===== Page extract =====

Valori Sherer is an Episcopal priest, the rector of the Episcopal Church of the Redeemer in Shelby, North Carolina and the author of this op-ed piece on marriage -- which appeared in the Shelby Sentinel in June 2014. I missed it then but it showed up today in one of my newsfeeds -- and I thought it was one of the most clear, concise and helpful summaries I've read in a very long time.
It will not tell you anything you don't already know, but it is totally worth reading and bookmarking for future forwarding to our "But you're redefining marriage!" friends as the journey toward equality continues. (And it WILL continue until we "arrive at destination.")
Marriage is reflection of God's love | by Valori Sherer
Many modern Christians hold the idea that marriage, that is, the union of one man and one woman in a life-long covenantal relationship, is an institution created by God in the Genesis story of Adam and Eve.
It is clear, however, from the Old Testament that many of the Jewish patriarchs had multiple wives, e.g., Abraham, Solomon, Jacob. Polygamy was still in practice, though less so, during Jesus’ time. Divorce was an accepted practice as well, but only the husband had a legal right to demand it. For centuries, marriage was a private, family matter and most marriages were arranged by the father of the family or the legal guardian.
It was St. Augustine of Hippo who, in the fourth century, first described marriage as “a sacred sign, a sacramentum, of the union between Christ and the church.” In the fifth century ecclesiastical blessing on marriage was only required for priests and deacons. It wasn’t until the eight century that “church weddings” became common practice.
The Christian perspective that has remained consistent is that marriage, as a covenantal relationship of persons, reflects God’s covenantal relationship with creation as described in Scripture. The fruits of any marriage, therefore, must reflect God’s saving plan for the whole world. The marriage must be a sign of Christ’s love to a broken world.
Historically, the concept of marriage has evolved from polygamy to monogamy, from property exchange to consent, from duty to love. Each cultural shift in understanding has led to a shift in theological understanding and in the development and application of sacramental rites for marriage.

===== Supplied records =====

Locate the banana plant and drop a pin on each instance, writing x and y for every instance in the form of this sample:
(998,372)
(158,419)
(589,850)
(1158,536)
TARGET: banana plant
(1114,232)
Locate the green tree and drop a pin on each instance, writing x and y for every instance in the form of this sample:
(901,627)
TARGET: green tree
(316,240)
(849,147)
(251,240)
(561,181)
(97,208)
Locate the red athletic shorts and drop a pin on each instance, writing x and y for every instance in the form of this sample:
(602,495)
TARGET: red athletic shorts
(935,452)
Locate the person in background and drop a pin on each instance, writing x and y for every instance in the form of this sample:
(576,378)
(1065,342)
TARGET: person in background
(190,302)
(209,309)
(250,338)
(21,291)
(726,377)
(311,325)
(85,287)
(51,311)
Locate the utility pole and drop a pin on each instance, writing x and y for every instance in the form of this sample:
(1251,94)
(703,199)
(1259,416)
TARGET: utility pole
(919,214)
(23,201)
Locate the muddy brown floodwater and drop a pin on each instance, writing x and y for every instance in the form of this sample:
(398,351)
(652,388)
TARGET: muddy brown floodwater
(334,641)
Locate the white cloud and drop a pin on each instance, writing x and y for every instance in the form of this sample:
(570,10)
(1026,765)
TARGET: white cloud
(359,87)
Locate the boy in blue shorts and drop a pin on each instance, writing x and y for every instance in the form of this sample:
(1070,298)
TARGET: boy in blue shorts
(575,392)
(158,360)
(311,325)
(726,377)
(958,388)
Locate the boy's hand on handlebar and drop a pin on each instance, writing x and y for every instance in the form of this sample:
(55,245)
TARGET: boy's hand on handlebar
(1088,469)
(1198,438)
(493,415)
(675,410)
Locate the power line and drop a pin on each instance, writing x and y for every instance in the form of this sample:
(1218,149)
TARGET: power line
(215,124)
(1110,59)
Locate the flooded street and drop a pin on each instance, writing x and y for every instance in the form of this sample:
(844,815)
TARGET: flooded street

=====

[Exercises to complete]
- a) Answer these about the page on the marriage op-ed:
(i) In which newspaper, and in what month and year, did the op-ed appear?
(ii) Who first described marriage as "a sacred sign, a sacramentum," and in which century?
(iii) In the fifth century, for whom was an ecclesiastical blessing on marriage required?
- b) Can you update the marriage op-ed page by writing it out from "It will not" to "Adam and Eve." with "journey" changed to "path"?
- c) How would the op-ed on marriage go on after its last paragraph? Continue it.

[Answers to each task]
- a)
(i) The Shelby Sentinel, in June 2014.
(ii) St. Augustine of Hippo, in the fourth century.
(iii) Priests and deacons.

- b)
It will not tell you anything you don't already know, but it is totally worth reading and bookmarking for future forwarding to our "But you're redefining marriage!" friends as the path toward equality continues. (And it WILL continue until we "arrive at destination.")
Marriage is reflection of God's love | by Valori Sherer
Many modern Christians hold the idea that marriage, that is, the union of one man and one woman in a life-long covenantal relationship, is an institution created by God in the Genesis story of Adam and Eve.

- c)
Our cultural, theological, and ecclesial understanding of marriage continues to evolve. We are confronted almost daily with changes in legislation around the country on the issue of marriage.
As we study, legislate, and enter into marriages in the world we live in today, it may help to remember that in the thirteenth century, the only legal marriages were those conducted in a church because the church and the state were the same entity. Such has never been the case in American history or in American church history. It hasn’t “always been this way” as some voices say. It has always been evolving.
In the Episcopal rite of marriage, we pray for the couple, asking that by God’s Holy Spirit “they may grow in love and peace with God and one another, that their life may be a sign of Christ’s love to a broken world, and that they may be given such fulfillment of their mutual affection that they may reach out in love and concern for others.”
Christians are a New Covenant community commanded by Jesus Christ to love God, one another, and ourselves as he loved us. St. Paul’s letter to the Romans assures us that the sacrifice of Christ for our salvation was made once, for all. Christians, whether heterosexual or homosexual, form a community whose individual members constitute equally important parts of one body, Christ’s body; and we are all saved through faith, by grace. Marriage is one way we all can reflect this truth is our world.
Valori Sherer is Rector of the Episcopal Church of the Redeemer in Shelby.